Risk Management….2021’s #1 Concern at the Strategic Planning Table


Despite COVID and all the new regulations it has created, risk management is not going to lessen after the pandemic leaves us. In fact, we expect the effects of Covid to linger on for a year or more after the virus is under control. And, as we can attest, keeping up with all the changes has become a risk in itself.

In a Forbes article written in early 2020, the author offers a small glimpse into the very real threat of falling behind in the management of corporate risks:

“The pace of change shows no signs of slowing down, with technology evolving faster than risk managers’ ability to keep up. In our new study of nearly 700 risk management executives in the global banking, insurance, and capital markets sectors, we found that nearly three-fourths (72%) of respondents confirmed that complex, interconnected, and ever-changing new risks are emerging more rapidly than ever before.”

One of the ways companies are planning for the additional scrutiny is to outsource pieces of their compliance oversight, or all of it, to a company specializing in Risk Management Services. The latest term for managing services under this large umbrella is Risk Management-as-a-Service (RMaaS). Deloitte defines Managed Services as:

Strategic, experience-driven, outcome-based relationships with high levels of operational integration and scalability that leverage the specialized skills, processes, and technology of an external provider.
+ + + + +
*QUESTIONS TO ANSWER*.
a - In the risk management article, what share of respondents in the cited study confirmed that new risks are emerging more rapidly than ever before?
b - Duplicate the part of the risk management article that opens with the words containing "Despite COVID and" and closes with "risk in itself.".

Stored data:
+ + + + +
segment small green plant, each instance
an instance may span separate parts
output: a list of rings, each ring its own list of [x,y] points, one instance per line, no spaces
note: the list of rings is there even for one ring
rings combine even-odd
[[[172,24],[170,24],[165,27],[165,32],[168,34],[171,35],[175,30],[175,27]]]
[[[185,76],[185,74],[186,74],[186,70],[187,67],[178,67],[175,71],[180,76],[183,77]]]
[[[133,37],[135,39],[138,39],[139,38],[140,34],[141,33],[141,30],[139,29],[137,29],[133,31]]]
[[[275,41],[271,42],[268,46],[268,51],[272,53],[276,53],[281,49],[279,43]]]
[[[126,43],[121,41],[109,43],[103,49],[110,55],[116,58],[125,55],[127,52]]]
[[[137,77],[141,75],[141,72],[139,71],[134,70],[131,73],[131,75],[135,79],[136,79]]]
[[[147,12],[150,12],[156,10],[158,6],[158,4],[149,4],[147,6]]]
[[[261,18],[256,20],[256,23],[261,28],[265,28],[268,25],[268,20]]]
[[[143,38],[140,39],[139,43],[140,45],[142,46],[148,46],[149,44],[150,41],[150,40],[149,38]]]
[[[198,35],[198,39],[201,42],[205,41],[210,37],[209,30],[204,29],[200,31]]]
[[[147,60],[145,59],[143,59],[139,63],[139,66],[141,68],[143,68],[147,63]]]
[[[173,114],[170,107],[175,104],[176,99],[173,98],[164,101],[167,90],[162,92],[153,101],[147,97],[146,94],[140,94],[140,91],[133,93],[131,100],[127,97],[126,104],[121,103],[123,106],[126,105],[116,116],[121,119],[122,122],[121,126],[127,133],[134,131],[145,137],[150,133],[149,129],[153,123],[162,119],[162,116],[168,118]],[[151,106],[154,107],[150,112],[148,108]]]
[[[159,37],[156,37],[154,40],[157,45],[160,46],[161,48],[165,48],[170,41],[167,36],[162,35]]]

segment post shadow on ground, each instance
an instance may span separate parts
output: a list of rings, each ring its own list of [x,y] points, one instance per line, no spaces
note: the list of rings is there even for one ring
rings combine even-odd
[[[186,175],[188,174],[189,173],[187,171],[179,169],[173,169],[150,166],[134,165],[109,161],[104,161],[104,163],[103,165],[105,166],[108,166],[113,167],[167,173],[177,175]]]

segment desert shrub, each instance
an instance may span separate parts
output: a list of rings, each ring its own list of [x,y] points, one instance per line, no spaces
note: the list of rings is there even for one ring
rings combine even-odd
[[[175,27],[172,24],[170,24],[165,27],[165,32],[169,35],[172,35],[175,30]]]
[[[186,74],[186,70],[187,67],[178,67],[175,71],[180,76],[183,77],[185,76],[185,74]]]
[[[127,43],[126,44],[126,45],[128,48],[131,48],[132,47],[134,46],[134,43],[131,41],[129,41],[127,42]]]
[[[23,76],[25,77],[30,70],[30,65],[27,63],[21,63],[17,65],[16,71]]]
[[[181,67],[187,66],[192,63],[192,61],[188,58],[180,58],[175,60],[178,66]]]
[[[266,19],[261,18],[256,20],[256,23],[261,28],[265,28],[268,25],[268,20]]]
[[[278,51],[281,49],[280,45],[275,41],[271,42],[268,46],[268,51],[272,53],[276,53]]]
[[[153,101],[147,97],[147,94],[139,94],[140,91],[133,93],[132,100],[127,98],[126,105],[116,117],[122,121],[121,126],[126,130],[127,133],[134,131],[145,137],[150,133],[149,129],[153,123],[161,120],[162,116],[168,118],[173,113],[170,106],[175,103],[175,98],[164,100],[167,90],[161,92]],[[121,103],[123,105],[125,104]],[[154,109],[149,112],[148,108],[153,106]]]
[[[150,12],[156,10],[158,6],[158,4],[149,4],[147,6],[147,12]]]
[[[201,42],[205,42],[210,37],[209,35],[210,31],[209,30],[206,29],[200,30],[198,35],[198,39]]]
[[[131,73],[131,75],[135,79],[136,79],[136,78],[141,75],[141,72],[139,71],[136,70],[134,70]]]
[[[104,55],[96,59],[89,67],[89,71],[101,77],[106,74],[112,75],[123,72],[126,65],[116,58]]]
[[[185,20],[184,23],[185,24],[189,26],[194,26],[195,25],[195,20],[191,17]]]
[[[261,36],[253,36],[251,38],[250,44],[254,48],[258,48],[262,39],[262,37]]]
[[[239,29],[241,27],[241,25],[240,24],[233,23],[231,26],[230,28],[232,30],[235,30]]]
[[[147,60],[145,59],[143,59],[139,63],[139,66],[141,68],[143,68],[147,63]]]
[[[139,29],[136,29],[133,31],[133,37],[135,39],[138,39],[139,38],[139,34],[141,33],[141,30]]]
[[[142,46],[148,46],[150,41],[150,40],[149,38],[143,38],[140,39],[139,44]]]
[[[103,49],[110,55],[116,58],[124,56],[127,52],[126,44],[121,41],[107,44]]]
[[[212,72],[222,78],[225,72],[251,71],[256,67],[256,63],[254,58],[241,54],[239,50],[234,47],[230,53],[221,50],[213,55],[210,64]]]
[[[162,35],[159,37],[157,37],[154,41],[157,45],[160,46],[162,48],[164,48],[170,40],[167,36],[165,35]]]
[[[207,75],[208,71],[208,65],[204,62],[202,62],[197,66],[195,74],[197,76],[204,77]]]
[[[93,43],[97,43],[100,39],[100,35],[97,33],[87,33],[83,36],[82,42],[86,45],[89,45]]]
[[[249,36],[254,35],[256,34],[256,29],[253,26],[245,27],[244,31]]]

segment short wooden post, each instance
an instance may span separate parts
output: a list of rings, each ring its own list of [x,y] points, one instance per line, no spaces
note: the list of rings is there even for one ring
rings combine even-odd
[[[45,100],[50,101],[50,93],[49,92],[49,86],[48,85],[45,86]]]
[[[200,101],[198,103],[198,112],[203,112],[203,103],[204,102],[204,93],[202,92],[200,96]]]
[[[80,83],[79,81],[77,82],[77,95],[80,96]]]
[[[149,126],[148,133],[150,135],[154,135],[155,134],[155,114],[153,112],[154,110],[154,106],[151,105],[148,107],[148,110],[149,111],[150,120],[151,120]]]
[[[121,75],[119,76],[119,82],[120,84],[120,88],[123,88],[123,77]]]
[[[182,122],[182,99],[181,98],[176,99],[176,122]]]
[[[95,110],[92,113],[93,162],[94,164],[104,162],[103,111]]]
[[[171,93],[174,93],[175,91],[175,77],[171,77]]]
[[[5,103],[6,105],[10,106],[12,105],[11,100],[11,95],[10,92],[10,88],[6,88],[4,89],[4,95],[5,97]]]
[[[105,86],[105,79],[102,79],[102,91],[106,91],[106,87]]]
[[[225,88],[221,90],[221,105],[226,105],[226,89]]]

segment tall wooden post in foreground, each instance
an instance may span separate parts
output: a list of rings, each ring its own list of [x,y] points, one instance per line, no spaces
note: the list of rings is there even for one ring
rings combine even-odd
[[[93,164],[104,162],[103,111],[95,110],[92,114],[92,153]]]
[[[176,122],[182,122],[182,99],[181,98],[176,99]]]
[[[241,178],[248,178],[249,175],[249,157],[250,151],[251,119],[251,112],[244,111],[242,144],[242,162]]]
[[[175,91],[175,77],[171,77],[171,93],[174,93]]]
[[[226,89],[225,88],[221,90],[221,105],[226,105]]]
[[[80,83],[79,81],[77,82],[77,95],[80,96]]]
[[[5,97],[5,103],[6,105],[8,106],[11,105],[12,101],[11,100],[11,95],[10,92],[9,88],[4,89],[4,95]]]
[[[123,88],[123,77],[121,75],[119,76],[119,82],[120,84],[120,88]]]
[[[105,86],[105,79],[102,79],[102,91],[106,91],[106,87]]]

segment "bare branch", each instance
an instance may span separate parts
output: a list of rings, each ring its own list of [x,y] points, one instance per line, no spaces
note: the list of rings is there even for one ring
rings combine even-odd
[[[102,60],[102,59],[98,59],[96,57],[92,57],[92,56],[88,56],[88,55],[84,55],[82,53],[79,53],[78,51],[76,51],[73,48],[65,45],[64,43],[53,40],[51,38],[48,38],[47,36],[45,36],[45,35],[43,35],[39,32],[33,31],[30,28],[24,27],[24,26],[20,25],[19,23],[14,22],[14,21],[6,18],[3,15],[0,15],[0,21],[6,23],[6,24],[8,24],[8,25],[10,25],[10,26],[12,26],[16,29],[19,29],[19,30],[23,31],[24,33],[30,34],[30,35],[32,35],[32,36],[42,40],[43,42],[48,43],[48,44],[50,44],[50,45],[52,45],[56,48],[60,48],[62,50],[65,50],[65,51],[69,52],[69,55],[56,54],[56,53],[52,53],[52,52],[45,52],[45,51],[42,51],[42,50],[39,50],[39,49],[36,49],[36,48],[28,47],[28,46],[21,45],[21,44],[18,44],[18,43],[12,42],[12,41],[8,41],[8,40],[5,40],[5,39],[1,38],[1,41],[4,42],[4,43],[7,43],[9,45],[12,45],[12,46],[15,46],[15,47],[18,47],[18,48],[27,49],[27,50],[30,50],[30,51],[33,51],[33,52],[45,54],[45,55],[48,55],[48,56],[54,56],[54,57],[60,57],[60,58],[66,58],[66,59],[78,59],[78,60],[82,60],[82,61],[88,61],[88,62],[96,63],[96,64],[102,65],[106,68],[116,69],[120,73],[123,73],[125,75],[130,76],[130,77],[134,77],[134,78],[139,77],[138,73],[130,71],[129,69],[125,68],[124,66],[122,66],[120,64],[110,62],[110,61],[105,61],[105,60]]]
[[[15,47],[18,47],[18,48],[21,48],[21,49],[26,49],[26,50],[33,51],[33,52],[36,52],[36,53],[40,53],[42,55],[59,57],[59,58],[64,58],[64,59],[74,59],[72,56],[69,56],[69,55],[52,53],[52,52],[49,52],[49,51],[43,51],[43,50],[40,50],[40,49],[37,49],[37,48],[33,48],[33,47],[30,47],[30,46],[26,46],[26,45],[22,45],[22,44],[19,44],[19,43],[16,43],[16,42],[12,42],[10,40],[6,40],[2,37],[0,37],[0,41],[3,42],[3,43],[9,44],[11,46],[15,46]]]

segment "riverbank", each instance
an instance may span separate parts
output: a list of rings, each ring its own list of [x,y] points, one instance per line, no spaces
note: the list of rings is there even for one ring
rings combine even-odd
+ + + + +
*ANSWERS TO THE TASKS*.
a - Nearly three-fourths (72%) of respondents.

b -
Despite COVID and all the new regulations it has created, risk management is not going to lessen after the pandemic leaves us. In fact, we expect the effects of Covid to linger on for a year or more after the virus is under control. And, as we can attest, keeping up with all the changes has become a risk in itself.